*** Given data ***

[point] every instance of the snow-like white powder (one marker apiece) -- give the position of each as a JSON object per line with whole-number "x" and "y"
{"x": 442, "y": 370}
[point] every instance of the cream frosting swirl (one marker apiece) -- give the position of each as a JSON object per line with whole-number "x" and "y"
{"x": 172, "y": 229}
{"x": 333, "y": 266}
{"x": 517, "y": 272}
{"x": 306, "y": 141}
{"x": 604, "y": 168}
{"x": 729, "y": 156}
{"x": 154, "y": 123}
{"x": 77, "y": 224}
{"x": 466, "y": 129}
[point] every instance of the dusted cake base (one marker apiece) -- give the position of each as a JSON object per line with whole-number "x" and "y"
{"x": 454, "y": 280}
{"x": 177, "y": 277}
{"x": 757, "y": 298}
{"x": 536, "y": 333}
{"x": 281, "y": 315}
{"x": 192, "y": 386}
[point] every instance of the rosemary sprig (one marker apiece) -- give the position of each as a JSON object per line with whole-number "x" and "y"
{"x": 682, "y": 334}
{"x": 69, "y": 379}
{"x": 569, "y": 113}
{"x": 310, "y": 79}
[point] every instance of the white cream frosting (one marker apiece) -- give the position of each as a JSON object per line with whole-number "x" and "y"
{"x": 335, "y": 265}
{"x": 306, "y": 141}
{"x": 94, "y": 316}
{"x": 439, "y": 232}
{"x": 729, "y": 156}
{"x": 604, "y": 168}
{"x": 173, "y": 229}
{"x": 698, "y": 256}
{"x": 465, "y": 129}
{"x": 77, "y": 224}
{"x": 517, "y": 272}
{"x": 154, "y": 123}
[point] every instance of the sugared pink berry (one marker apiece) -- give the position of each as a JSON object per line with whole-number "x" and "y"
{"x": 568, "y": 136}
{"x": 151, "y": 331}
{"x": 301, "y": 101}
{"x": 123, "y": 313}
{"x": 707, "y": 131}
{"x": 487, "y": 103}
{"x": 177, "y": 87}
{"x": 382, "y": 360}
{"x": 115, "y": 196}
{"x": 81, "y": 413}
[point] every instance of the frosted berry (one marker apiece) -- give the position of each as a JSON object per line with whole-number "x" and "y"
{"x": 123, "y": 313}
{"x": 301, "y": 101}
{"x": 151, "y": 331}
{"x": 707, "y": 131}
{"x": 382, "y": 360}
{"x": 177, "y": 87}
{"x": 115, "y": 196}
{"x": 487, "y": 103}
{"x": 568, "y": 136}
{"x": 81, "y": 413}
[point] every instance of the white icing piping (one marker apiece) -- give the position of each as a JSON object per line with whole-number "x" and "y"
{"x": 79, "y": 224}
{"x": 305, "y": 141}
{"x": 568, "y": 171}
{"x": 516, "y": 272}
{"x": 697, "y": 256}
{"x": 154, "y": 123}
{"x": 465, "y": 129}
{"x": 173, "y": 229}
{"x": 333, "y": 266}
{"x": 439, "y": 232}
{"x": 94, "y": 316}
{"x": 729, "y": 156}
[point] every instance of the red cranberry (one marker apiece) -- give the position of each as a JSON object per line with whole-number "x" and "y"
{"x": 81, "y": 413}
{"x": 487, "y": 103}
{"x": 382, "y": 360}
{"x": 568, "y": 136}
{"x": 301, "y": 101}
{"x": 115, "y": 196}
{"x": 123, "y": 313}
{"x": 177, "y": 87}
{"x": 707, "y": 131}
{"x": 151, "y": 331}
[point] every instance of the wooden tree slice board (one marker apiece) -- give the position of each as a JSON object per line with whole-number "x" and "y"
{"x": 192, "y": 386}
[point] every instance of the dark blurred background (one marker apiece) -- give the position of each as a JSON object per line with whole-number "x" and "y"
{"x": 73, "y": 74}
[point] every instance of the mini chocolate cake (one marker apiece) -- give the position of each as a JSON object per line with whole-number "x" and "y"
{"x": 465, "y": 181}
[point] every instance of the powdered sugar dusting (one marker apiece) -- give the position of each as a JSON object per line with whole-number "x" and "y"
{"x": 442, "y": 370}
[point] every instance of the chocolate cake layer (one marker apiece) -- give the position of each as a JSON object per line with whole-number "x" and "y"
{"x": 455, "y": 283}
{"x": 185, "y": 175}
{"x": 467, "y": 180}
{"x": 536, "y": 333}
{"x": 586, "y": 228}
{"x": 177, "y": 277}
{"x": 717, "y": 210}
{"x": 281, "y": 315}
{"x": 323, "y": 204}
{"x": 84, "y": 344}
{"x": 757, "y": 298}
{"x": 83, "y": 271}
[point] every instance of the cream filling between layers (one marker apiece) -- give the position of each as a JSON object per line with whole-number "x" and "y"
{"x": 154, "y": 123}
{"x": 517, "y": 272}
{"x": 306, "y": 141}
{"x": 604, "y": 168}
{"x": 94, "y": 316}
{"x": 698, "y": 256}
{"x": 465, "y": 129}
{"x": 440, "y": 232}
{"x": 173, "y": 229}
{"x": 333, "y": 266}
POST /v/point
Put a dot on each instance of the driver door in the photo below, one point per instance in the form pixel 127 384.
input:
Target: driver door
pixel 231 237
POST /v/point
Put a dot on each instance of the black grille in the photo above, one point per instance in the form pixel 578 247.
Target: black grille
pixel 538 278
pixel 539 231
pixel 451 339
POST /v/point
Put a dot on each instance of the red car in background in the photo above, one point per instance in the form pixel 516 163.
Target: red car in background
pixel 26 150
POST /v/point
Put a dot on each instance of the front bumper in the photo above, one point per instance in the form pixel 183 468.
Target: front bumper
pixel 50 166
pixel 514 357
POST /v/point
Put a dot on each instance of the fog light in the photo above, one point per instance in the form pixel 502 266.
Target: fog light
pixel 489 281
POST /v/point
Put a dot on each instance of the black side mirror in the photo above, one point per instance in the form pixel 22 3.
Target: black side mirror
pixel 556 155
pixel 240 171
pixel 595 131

***

Work required
Switch every "whole-number" in the data above to "integer" and leave the rest unchanged.

Final result
[point] every instance of the snow-like white powder (one marker apiece) -- give the position of each as a JSON object per line with integer "x" and "y"
{"x": 442, "y": 370}
[point] every instance of the cream frosting swirl (one marker apiece) -- give the position of each as a JSON object per line with integer "x" and "y"
{"x": 172, "y": 229}
{"x": 333, "y": 266}
{"x": 517, "y": 272}
{"x": 306, "y": 141}
{"x": 604, "y": 168}
{"x": 729, "y": 156}
{"x": 154, "y": 123}
{"x": 77, "y": 224}
{"x": 466, "y": 129}
[point] every instance of the dusted cake base (one marker apiece) -- give the position of each as a JSON object per line with integer "x" and "y"
{"x": 454, "y": 280}
{"x": 177, "y": 277}
{"x": 757, "y": 298}
{"x": 536, "y": 333}
{"x": 281, "y": 315}
{"x": 192, "y": 386}
[point] every instance of the rosemary sprig (one marker apiece) -- give the position of each as a JSON object per line with integer "x" and "y"
{"x": 682, "y": 334}
{"x": 69, "y": 379}
{"x": 569, "y": 113}
{"x": 310, "y": 79}
[point] every instance of the white cream frosting (one marker apiece) -- give the position of each as a JSON object per line with integer "x" and "y"
{"x": 335, "y": 265}
{"x": 306, "y": 141}
{"x": 94, "y": 316}
{"x": 439, "y": 232}
{"x": 729, "y": 156}
{"x": 604, "y": 168}
{"x": 173, "y": 229}
{"x": 698, "y": 256}
{"x": 465, "y": 129}
{"x": 77, "y": 224}
{"x": 517, "y": 272}
{"x": 154, "y": 123}
[point] every instance of the sugared pink berry (one marker apiece) -- give the position of each as a JSON object per line with integer "x" and "y"
{"x": 568, "y": 136}
{"x": 151, "y": 331}
{"x": 301, "y": 101}
{"x": 123, "y": 313}
{"x": 707, "y": 131}
{"x": 487, "y": 103}
{"x": 177, "y": 87}
{"x": 382, "y": 360}
{"x": 115, "y": 196}
{"x": 81, "y": 413}
[point] every instance of the frosted berry (one marker apiece) -- give the position of each as a JSON object per line with integer "x" and "y"
{"x": 123, "y": 313}
{"x": 301, "y": 101}
{"x": 151, "y": 331}
{"x": 707, "y": 131}
{"x": 382, "y": 360}
{"x": 177, "y": 87}
{"x": 115, "y": 196}
{"x": 487, "y": 103}
{"x": 568, "y": 136}
{"x": 81, "y": 413}
[point] every instance of the white icing piping (one marker apiece) -- give the position of each as a JSON object per line with integer "x" and "y"
{"x": 79, "y": 224}
{"x": 305, "y": 141}
{"x": 568, "y": 171}
{"x": 516, "y": 272}
{"x": 697, "y": 256}
{"x": 154, "y": 123}
{"x": 465, "y": 129}
{"x": 173, "y": 229}
{"x": 333, "y": 266}
{"x": 439, "y": 232}
{"x": 94, "y": 316}
{"x": 729, "y": 156}
[point] every instance of the red cranberry (one marker apiece) -- give the position of each as a JSON object per line with integer "x" and "y"
{"x": 81, "y": 413}
{"x": 487, "y": 103}
{"x": 382, "y": 360}
{"x": 568, "y": 136}
{"x": 301, "y": 101}
{"x": 115, "y": 196}
{"x": 123, "y": 313}
{"x": 177, "y": 87}
{"x": 707, "y": 131}
{"x": 151, "y": 331}
[point] every instance of the wooden tree slice board (one marker apiece) -- give the position of each as a JSON object per line with integer "x" and "y"
{"x": 192, "y": 386}
[point] every instance of the dark blurred background (one marker apiece) -- give the position of each as a JSON object per line with integer "x" and "y"
{"x": 73, "y": 74}
[point] every instance of the mini chocolate cake (one marker apiece) -- give the position of each as a JSON object per line with integer "x" and "y"
{"x": 465, "y": 181}
[point] every instance of the powdered sugar dusting (one marker apiece) -- give the position of each as a JSON object per line with integer "x" and "y"
{"x": 442, "y": 370}
[point] every instance of the chocolate cake layer (one marker apiece) -- give the position of each as a JSON object per line with integer "x" and "y"
{"x": 455, "y": 283}
{"x": 185, "y": 175}
{"x": 467, "y": 180}
{"x": 536, "y": 333}
{"x": 586, "y": 228}
{"x": 177, "y": 277}
{"x": 717, "y": 210}
{"x": 281, "y": 315}
{"x": 323, "y": 204}
{"x": 84, "y": 344}
{"x": 757, "y": 298}
{"x": 83, "y": 271}
[point] every instance of the cream filling between layers (one marker apiece) -- give the position of each as a JSON object per line with integer "x" and "y"
{"x": 154, "y": 123}
{"x": 517, "y": 272}
{"x": 306, "y": 141}
{"x": 604, "y": 168}
{"x": 94, "y": 316}
{"x": 698, "y": 256}
{"x": 465, "y": 129}
{"x": 440, "y": 232}
{"x": 173, "y": 229}
{"x": 333, "y": 266}
POST /v/point
Put a dot on each instance of the driver door in the photo below, one point per instance in the form pixel 127 384.
input:
Target: driver door
pixel 231 237
POST /v/point
Put a dot on each instance of the black grille in the photo above, one point per instance in the form pixel 578 247.
Target: black grille
pixel 538 278
pixel 539 231
pixel 451 339
POST /v/point
Put a dot on each instance of the red car in background in the photo above, one point per instance in the form pixel 516 163.
Target: red car in background
pixel 26 150
POST /v/point
Put a dot on each instance of the front bumper in the photo above, one point per instance in the form pixel 183 468.
Target: front bumper
pixel 50 166
pixel 514 357
POST /v/point
Put a dot on each instance of the fog light in the photo above, one point per instance in the form pixel 502 266.
Target: fog light
pixel 489 281
POST /v/point
Put a dot on each instance of the black side mirror in the photo above, one point per instance in the form pixel 22 3.
Target: black side mirror
pixel 556 155
pixel 240 171
pixel 595 131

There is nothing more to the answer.